§ Tareas del ejercicio
1. Explica en una a tres oraciones por qué, según el texto sobre Roberta Iannamico, la poeta dejó Buenos Aires y se trasladó a Villa Ventana.
2. Prosigue el texto sobre Roberta Iannamico a partir de su última oración.

§ Texto de referencia
_ _ _ _

Este año, que estar por terminar, salió el último libro de Roberta Iannamico (Bahía Blanca, 1972). Desde su primera plaqueta publicada El zorro gris, el zorro blanco, el zorro colorado (Vox, 1998) hasta su obra reunida Rosa (Gog & Magog, 2021), el tiempo transcurrido pareció volverse condensación, percepción lúdica en la indagación sobre sí y sobre el mundo alrededor, en el que escribir poesía, observar y observarse, reírse de sí misma, contemplar con melancolía y con alegría a la vez, se transformaron en un estilo de vida.
“Siempre escribí, desde los doce, y quizás desde antes. Yo me pensaba escritora pero todavía no me daba cuenta de que era poeta”, dice Roberta. El arte de escribir poemas buenos podría parafrasear el nuevo título, coronando también el fundamento de su propio mito delineado con destreza desde el inicio de todo. ¿Para qué sirve una voz? ¿Y para qué a lo largo del tiempo, los libros, los giros de la tierra alrededor del sol?
Ciudad, naturaleza, familia, amigxs, que en pequeñas epifanías de la vida cotidiana iluminan sus múltiples exploraciones y encuentros a través de una autobiografía siempre dedicada al papel, al cuaderno de notas, que muy nítidas, compactas y rítmicas, se acomodan formando estos bellos y divertidos poemas nuevos recién publicados.
Recordando su participación en la escena independiente de ediciones, recitales y poesía en los 90 –cuando su voz irrumpe y agita durante la década completa en que vivió en Buenos Aires– antes de trasladarse al sur, escribe: “Yo ya era madre al final de los 90 y la vida con una niña pequeña en la ciudad me empezó a resultar demasiado hostil. Entonces conocí Villa Ventana, a 100 kilómetros de Bahía Blanca, y me pareció ideal. Un lugar con plantas hermosas y caballos. Vinimos en familia. Me acuerdo que me decían ese verso de Juanele: “deja las letras, deja la ciudad”. Pasé esa prueba. Fue muy difícil el aislamiento, la soledad. Los ojos para la naturaleza se van abriendo de a poco. También se sumó la prueba de la maternidad, más difícil aún. Pero la poesía siempre fue mi guía. La naturaleza me dio mucho mas de lo esperado, mucha belleza, misterio, ciclos, ritmos. Y también un poco de humildad frente a su inmensidad. Al mirar para atrás romantizo un poco (fui también muy romántica en esa época con las nenas chiquitas, las luciérnagas en verano, los vestiditos blancos) pero no olvido que también fue muy difícil y que tuve que trabajar mucho para sostenerlo, siempre guiada por la poesía.”

_ _ _ _

§ Material proporcionado
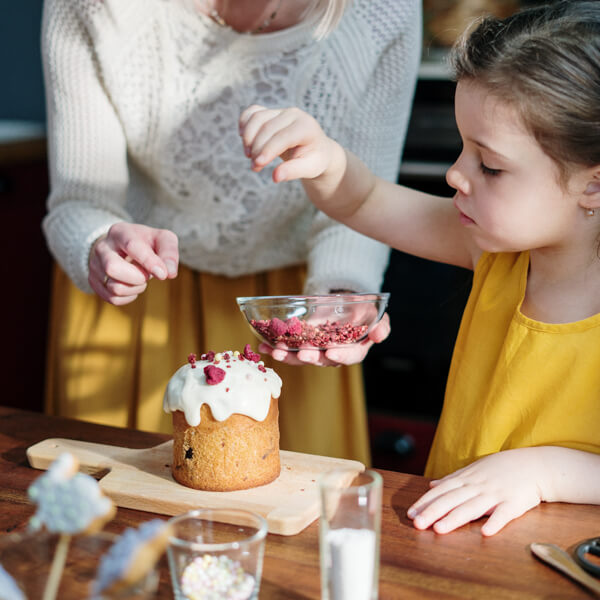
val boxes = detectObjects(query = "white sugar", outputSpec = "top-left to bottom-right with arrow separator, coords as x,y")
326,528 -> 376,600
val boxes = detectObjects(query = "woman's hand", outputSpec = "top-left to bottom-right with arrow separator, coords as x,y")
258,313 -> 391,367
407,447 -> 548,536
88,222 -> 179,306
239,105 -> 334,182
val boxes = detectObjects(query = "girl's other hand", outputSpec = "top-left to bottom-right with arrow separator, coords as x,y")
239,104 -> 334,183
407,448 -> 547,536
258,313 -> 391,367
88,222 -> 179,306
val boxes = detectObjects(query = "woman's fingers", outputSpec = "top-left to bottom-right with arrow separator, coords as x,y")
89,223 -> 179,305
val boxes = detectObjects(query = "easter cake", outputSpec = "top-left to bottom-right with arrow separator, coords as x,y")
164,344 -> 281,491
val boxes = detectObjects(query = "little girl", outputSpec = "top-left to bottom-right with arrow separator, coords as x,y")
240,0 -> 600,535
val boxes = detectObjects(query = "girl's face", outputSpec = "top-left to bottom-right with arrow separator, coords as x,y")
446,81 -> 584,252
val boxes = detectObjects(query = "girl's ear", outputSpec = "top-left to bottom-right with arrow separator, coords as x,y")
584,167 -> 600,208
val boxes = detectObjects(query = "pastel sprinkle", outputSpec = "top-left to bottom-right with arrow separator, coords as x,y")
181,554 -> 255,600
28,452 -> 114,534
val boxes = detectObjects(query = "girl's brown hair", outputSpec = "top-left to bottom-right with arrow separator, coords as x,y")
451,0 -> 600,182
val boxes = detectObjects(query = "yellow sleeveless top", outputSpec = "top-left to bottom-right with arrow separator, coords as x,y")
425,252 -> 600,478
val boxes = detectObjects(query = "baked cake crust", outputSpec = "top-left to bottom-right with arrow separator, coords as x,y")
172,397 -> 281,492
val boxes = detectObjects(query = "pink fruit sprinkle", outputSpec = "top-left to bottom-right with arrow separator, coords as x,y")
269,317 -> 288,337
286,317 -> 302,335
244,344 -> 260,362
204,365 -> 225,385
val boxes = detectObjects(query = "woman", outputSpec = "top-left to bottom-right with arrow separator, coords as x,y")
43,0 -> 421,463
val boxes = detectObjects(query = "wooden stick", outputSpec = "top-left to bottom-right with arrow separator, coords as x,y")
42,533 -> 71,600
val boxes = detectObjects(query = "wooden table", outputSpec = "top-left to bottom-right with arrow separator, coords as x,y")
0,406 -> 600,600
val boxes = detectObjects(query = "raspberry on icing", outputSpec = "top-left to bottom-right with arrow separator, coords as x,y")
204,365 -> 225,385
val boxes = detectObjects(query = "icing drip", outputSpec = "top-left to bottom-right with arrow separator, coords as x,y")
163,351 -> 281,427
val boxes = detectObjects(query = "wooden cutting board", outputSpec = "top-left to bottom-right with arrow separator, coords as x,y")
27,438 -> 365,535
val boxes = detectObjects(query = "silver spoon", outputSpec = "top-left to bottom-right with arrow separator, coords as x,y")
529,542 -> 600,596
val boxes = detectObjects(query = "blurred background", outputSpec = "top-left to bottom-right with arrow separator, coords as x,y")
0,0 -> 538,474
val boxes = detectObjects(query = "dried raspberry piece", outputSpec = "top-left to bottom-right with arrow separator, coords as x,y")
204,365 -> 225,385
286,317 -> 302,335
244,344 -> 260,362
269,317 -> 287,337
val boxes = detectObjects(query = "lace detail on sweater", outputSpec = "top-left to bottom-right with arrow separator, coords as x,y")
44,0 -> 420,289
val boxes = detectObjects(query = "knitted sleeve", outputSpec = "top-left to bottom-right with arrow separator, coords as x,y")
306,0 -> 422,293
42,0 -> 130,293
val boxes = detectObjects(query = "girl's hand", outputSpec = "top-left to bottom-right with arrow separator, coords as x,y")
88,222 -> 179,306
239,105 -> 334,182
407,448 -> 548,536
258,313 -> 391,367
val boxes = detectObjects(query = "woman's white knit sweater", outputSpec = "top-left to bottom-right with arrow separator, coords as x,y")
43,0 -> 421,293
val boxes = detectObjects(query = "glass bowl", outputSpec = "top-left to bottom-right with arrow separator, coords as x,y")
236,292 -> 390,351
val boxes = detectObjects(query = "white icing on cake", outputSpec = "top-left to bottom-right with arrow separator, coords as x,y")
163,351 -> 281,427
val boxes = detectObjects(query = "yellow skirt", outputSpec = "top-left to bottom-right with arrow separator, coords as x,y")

_ _ _ _

§ Respuestas por ítem
1. A fines de los 90, Iannamico ya era madre, y la vida con una niña pequeña en la ciudad le resultaba demasiado hostil. Villa Ventana, a 100 kilómetros de Bahía Blanca, le pareció un lugar ideal, con plantas hermosas y caballos, y se mudó allí en familia.

2.
La mirada se expande en el juego de la escritura, tal como en el fluido de cada verso, cada pequeña estructura cerrada sobre sí misma, donde sentimos latir un corazón que no deja de sorprendernos. “La poesía es el corazón de la realidad, su verdad debajo de muchas capas de falsedades”, dice la poeta. Y leemos en El interior: “pasos / escalones / pastos / macarrones / árbol / estaciones / sol / que se esconde / día / que se inicia / la mañana / hacia el mediodía / todo se transforma en el silencio / a la vez van / lo rápido y lo lento / somos cajitas de música / guardamos joyas adentro / tesoros / secretos / alguna bailarina / que da la vueltita / frente al espejo / y en el corazón / una pianola medieval / un mimeógrafo / que larga su rollo.”
Concepto y corazón de las imágenes. Núcleo y claridad del pensamiento, donde lo visualizado se transforma en canal, punta de la birome en el cuaderno que constata una invención, un ritmo, una idea, que inevitablemente rueda sobre sí misma como cada arroyito que la poeta sigue en sus caminatas y rodeos. Vivir en este mundo parece tener sentido, nos dice Roberta, aún cuando la noche del sol, que todo lo ilumina, filtra lo sombrío a su través. Y lo hace con rimas divertidas, juguetonas, como canciones para todas las edades.